▶ [AIM OF THE TASK]: Continue the article on the horse-racing effect in clinical trials involving older persons, beginning after its final sentence.

▶ [TEXT SEGMENT]:

==============================

Horse-racing effect and clinical trials in older persons
- 1Gérontopôle, Centre Hospitalier Universitaire de Toulouse, Toulouse, France
- 2INSERM UMR1027, Université de Toulouse III Paul Sabatier, Toulouse, France
- 3Dipartimento di Neurologia e Psichiatria, Sapienza Università di Roma, Rome, Italy
The standard methodologies for the design and conduction of randomized controlled trials (RCTs) are often difficult to be directly applied when older persons compose the target population (Pahor and Cesari, 2012). In fact, specific methodological adaptations are often required to guarantee the feasibility of the trial, ensure the participants’ adherence/compliance to the protocol, and allow the unbiased/proper interpretation of the findings. In this paper, we present the case of a frequently ignored issue potentially affecting the interpretation of results generated by RCTs. In particular, we describe how the health status fluctuations of older persons (especially in the presence of frailty) may bias the randomization procedures. Possible solutions to such phenomenon are also offered.

==============================

▶ [EXERCISE DATA]:
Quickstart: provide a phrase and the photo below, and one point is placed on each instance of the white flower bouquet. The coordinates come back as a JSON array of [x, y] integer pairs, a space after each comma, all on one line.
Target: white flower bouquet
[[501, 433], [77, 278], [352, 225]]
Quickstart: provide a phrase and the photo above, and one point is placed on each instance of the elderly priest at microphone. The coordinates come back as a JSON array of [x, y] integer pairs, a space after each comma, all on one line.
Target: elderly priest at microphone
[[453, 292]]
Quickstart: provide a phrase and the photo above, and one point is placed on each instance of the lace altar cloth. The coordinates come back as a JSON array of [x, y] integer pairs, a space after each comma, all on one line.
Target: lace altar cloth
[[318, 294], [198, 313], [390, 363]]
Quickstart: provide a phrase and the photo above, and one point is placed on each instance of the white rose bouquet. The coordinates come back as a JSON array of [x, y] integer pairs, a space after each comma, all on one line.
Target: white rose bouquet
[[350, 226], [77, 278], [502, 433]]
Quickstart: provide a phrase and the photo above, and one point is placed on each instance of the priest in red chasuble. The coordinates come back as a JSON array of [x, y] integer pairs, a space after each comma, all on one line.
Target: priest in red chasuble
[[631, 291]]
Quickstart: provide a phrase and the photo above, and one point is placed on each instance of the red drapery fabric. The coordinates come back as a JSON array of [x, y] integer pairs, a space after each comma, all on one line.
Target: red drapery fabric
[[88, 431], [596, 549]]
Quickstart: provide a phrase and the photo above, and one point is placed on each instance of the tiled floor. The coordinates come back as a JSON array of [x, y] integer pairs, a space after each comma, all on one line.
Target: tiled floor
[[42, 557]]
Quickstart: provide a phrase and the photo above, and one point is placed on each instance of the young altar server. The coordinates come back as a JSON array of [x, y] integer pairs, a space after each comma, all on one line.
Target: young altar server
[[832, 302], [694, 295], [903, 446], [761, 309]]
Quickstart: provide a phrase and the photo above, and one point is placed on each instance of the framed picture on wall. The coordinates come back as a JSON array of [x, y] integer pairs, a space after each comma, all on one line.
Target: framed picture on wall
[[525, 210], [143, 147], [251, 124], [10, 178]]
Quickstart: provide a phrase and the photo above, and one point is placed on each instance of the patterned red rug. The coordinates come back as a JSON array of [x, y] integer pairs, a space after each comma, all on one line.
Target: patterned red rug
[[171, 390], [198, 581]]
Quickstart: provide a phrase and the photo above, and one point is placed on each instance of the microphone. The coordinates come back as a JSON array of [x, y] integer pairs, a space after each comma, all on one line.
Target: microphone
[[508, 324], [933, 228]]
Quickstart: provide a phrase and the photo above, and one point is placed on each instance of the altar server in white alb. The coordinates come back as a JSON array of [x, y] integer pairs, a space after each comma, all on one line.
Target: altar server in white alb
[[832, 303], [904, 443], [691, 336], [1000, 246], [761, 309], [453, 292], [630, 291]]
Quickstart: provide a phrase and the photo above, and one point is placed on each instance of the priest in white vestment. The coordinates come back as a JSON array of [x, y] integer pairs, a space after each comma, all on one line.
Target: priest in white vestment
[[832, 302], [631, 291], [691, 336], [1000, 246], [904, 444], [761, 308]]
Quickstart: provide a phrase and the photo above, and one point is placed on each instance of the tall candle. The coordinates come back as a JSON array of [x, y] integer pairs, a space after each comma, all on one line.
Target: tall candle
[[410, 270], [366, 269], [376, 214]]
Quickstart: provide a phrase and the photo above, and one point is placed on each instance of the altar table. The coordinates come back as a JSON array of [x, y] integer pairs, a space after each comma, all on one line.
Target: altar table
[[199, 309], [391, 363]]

==============================

▶ [EXPECTED OUTPUT]:
Clinical Trials in Older Persons
Randomized controlled trials represent the gold standard for the assessment of efficacy and effectiveness of interventions. Given the socio-demographic trends of our societies, the conduction of trials in older persons is growingly becoming pivotal. However, old age often implies special challenges in the design of intervention studies from methodological, clinical, and social viewpoints (Pahor and Cesari, 2012). In particular, the representativeness of the study sample (and, consequently, the possible future generalization of the study findings) is often affected by the complexity of this population.
The definition of eligibility criteria in the design of RCTs always represents a crucial and delicate step. The choices done at this time can drastically change the results of the study and concur at determining the success of the project. Such step becomes even more difficult when the trial is aimed at exploring age-related conditions. In fact, the (sub)clinical accumulation of deficits occurring with aging leads to pathophysiological modifications potentially mining the “purity” of diseases (Cesari et al., 2013). The age-related reduction of homeostatic mechanisms against entropic forces (or frailty) (Morley et al., 2013) exposes the older organism at multiple and interacting conditions whose clinical manifestations might often be masked or altered (Studenski, 2009). This issue is at the basis of the well-known “evidence based medicine” problem severely affecting the applicability of clinical recommendations and guidelines to elders (Scott and Guyatt, 2010). On one side, we cannot ignore the need of extending as much as possible the study of interventions to the most fastly growing subgroup of our societies (both in absolute as well as relative terms). On the other hand, we also need to acknowledge a certain inadequacy of traditional standards adopted in clinical trials for judging the efficacy of interventions in the most advanced phases of the aging process (Pahor and Cesari, 2012).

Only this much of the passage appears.